[WORK TASK]:
Identify all lines of the data containing the string "before" and copy them.

#### DATA FOR THIS EXERCISE

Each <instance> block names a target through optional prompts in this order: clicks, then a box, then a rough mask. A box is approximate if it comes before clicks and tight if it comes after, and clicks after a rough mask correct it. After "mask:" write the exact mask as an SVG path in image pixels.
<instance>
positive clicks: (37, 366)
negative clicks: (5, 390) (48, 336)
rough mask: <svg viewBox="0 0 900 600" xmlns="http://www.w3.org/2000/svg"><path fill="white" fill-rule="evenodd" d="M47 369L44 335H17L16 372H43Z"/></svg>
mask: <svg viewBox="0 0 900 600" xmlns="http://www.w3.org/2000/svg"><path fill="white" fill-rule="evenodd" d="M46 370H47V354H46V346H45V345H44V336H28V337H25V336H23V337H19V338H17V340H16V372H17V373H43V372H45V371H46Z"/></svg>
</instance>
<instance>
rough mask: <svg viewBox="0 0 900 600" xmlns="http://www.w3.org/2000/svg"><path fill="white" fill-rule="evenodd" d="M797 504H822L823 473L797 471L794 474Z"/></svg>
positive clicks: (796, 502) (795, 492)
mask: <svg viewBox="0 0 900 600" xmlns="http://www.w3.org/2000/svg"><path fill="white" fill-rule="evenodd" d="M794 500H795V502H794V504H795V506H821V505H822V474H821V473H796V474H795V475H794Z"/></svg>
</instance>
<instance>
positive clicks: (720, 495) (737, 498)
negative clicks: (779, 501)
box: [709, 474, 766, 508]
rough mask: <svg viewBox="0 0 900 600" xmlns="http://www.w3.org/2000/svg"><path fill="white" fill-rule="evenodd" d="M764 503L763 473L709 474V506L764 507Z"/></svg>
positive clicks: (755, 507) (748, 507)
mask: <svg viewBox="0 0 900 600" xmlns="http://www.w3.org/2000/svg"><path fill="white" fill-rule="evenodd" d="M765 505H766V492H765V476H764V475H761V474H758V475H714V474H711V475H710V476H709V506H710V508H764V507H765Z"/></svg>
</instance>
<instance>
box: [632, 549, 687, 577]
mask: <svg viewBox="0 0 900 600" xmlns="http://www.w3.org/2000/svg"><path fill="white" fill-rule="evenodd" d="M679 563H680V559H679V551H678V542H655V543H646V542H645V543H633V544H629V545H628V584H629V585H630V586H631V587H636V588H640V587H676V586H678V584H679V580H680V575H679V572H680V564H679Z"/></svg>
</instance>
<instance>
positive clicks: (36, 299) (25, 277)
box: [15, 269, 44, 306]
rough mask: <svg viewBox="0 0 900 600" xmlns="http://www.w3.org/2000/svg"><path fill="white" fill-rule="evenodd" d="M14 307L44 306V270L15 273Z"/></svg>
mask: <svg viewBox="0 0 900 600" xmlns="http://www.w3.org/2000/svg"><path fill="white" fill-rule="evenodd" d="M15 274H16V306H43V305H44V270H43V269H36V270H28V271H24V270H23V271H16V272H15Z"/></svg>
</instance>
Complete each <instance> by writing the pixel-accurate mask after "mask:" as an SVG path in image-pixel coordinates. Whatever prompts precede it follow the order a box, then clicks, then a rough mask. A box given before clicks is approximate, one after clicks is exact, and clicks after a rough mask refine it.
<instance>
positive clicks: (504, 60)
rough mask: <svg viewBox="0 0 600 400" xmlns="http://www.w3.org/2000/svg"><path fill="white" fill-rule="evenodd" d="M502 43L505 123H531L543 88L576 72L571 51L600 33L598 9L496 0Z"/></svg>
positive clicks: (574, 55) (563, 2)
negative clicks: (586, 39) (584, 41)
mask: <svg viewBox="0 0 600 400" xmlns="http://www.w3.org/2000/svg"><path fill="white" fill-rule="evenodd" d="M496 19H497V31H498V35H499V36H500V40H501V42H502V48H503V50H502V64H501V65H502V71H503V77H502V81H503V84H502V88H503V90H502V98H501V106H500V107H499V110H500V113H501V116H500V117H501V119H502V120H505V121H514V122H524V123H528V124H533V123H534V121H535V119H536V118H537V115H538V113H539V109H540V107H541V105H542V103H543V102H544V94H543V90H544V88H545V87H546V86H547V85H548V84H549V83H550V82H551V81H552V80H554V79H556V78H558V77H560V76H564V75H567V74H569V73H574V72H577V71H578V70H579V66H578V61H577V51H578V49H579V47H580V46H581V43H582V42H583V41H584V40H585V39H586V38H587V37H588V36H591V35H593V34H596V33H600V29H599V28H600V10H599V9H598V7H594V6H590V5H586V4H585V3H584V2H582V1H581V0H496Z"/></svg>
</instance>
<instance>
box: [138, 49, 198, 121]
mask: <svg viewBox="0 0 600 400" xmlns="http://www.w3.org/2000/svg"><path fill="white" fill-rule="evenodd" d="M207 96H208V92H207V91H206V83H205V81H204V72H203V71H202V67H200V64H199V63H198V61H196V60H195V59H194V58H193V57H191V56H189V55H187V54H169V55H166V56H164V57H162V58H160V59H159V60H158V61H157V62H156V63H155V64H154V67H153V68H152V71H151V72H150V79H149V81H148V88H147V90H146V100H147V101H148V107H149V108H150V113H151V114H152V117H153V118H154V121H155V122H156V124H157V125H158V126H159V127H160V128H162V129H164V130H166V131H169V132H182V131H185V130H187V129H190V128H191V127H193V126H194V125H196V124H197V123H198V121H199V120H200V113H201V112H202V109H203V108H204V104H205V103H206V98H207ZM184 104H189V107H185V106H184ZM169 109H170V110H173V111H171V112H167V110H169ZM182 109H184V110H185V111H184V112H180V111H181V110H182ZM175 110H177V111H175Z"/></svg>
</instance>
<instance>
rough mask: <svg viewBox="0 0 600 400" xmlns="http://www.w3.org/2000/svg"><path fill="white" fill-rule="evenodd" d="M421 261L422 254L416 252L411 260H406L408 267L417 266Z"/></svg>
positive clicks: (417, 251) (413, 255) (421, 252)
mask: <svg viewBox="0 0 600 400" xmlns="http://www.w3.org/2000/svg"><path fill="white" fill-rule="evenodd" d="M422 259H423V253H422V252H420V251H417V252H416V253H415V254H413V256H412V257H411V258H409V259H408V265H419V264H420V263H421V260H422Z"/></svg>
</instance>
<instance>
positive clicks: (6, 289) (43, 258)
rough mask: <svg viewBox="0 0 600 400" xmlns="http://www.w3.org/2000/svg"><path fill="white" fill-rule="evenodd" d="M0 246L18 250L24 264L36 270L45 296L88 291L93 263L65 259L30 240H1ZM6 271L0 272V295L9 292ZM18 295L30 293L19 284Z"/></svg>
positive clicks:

########

[SOLUTION]:
Each <instance> block names a target through optional prompts in this order: clicks, then a box, then a rough mask. A box is approximate if it comes before clicks and tight if it comes after, and clicks after a rough mask correct it. After "mask:" write the exact mask as an SVG path in image pixels.
Complete each <instance> by writing the pixel-accurate mask after "mask:" as an SVG path in image-pixel coordinates. Whatever prompts precede it follow the order a box, then clicks, then a rough mask. A box given before clicks is approximate, one after clicks is exact, and clicks after a rough mask refine it.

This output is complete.